因为 $y_1 + 0.5n(cn+a+b)$是关于 $n$ 的二次函数($c \neq 0$时)，由二次函数的性质可知：

当 $n=-(a+b)/(2c)$时，有极值$-(a+b)^2/(8c)$

但是如果插值因子$|n|>1$,则无法取到(已超出插值函数的定义域)

再由$n = [2x - (x_1+x_3)]/(x_3-x_1)$

得出此时实际$x = [n(x_3-x_1)+(x_1+x_3)]/2$

// Extremum returns the x and y values at the extremum.
//
// Results are restricted to the range of the table given to the constructor
// NewLen3.

* _资料摘录_

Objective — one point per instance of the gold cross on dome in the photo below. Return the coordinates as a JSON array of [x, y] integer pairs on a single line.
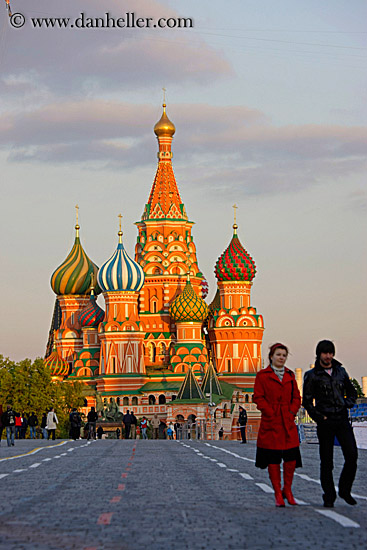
[[235, 208]]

* _练习题目_
• A. 在这段讲二次插值求极值的摘录中，插值因子的绝对值大于1时会出现什么情况？
• B. 从讲二次插值求极值的这段摘录末尾接着往下续写。

* _题目解答_
• A. 此时极值无法取到，因为已经超出了插值函数的定义域。

• B.
func (d *Len3) Extremum() (x, y float64, err error) {
	if d.c == 0 {
		return 0, 0, ErrorNoExtremum
	}
	n := d.abSum / (-2 * d.c) // (3.5), p. 25
	if n < -1 || n > 1 {
		return 0, 0, ErrorExtremumOutside
	}
	x = .5 * (d.xSum + d.xDiff*n)          // 根据实际步长得出极值点x
	y = d.y[1] - (d.abSum*d.abSum)/(8*d.c) // (3.4), p. 25
	return x, y, nil
}

2.3 根

和普通方程类似，有时候我们需要求解插值函数的”根”，即 $y=0$所对应的插值点

同样借助 $y=y_1+ 0.5n(cn+a+b)$,令 $y=0$

得$n = -2y_1/(cn+a+b)$

此时再利用迭代法求解近似根 $n_0$

当插值曲线曲率比较大时，可采用以下修正量来进行迭代，直到满足精度要求为止

$Δn_0 = -[ 2y_1 +n_0 (a+b+cn_0 ) ]/(a +b + 2cn_0 )$

求解得到满足精度要求的 $n$ 后，再根据实际步长得出 $x$，即为”根”

// Len3Zero finds a zero of the quadratic function represented by the table.
//
// That is, it returns an x value that yields y=0.
//
// Argument strong switches between two strategies for the estimation step.
// when iterating to converge on the zero.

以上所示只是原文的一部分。